(Items listed in a dataset)
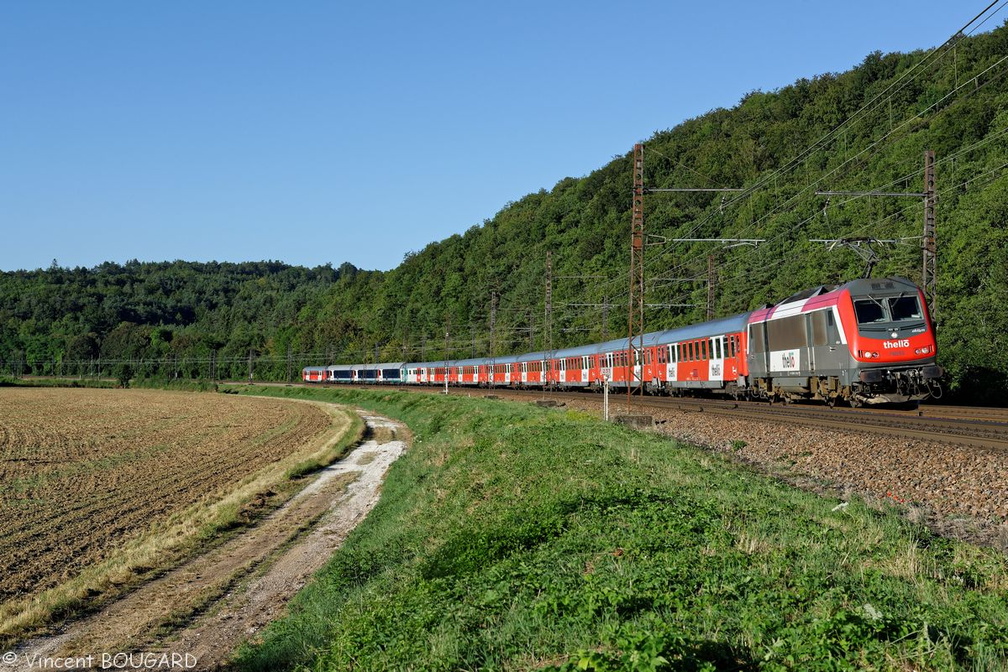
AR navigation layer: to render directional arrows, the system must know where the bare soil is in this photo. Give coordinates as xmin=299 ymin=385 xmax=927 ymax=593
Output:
xmin=0 ymin=388 xmax=332 ymax=607
xmin=2 ymin=412 xmax=406 ymax=671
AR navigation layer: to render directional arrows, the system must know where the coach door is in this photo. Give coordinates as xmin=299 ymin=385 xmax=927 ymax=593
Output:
xmin=708 ymin=336 xmax=725 ymax=384
xmin=666 ymin=344 xmax=677 ymax=383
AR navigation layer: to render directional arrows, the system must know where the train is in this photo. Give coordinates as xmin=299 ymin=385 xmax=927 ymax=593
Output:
xmin=303 ymin=277 xmax=944 ymax=406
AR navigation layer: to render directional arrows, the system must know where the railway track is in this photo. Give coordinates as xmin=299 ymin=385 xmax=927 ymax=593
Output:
xmin=424 ymin=387 xmax=1008 ymax=454
xmin=647 ymin=398 xmax=1008 ymax=453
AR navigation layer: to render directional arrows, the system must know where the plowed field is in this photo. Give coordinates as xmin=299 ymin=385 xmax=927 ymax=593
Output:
xmin=0 ymin=388 xmax=332 ymax=608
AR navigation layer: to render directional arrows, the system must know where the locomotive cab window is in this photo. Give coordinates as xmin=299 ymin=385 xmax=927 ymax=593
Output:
xmin=854 ymin=299 xmax=886 ymax=324
xmin=889 ymin=296 xmax=922 ymax=321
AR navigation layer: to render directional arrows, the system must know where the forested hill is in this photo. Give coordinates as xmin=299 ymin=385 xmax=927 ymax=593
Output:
xmin=0 ymin=260 xmax=370 ymax=381
xmin=3 ymin=24 xmax=1008 ymax=403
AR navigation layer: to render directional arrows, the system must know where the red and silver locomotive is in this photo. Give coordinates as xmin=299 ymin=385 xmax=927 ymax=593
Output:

Task: Please give the data again in full, exactly as written, but without any images.

Exercise response:
AR navigation layer: to render directional arrows, the system must know where the bare soil is in this photo. Give coordinates as xmin=299 ymin=385 xmax=927 ymax=593
Output:
xmin=0 ymin=388 xmax=332 ymax=607
xmin=2 ymin=412 xmax=406 ymax=671
AR navigation layer: to render directional arrows, the system must know where the coach door is in this photo. Give coordinates as xmin=299 ymin=385 xmax=927 ymax=593
Output:
xmin=708 ymin=336 xmax=725 ymax=384
xmin=666 ymin=344 xmax=677 ymax=383
AR navigation layer: to render directional arrows, the system must know where the train is in this photo. Give coordinates as xmin=299 ymin=385 xmax=927 ymax=593
Output:
xmin=303 ymin=277 xmax=944 ymax=406
AR navigation layer: to render directional arrows, the system must know where the railway track is in this photo. Give coordinates as xmin=299 ymin=385 xmax=927 ymax=593
Output:
xmin=424 ymin=387 xmax=1008 ymax=454
xmin=647 ymin=398 xmax=1008 ymax=453
AR navigation layer: to render directional arrows, the system must know where the plowed field is in this photo. Give coordinates as xmin=299 ymin=385 xmax=927 ymax=593
Output:
xmin=0 ymin=388 xmax=332 ymax=608
AR navigation layer: to render directional arrows, the system must know where the locomotive cab window is in this photo. Give coordinates as xmin=299 ymin=385 xmax=927 ymax=593
Output:
xmin=854 ymin=299 xmax=886 ymax=324
xmin=889 ymin=296 xmax=922 ymax=321
AR navigation layer: to render directional arrows, the system must know where the forested hill is in this photo. Give coordinates as xmin=299 ymin=385 xmax=927 ymax=593
Output:
xmin=0 ymin=260 xmax=370 ymax=381
xmin=3 ymin=24 xmax=1008 ymax=403
AR navigation layer: to render directional arrows, the system must know where the red and silver locomotive is in this photo. Give coordinates as xmin=299 ymin=385 xmax=927 ymax=593
Output:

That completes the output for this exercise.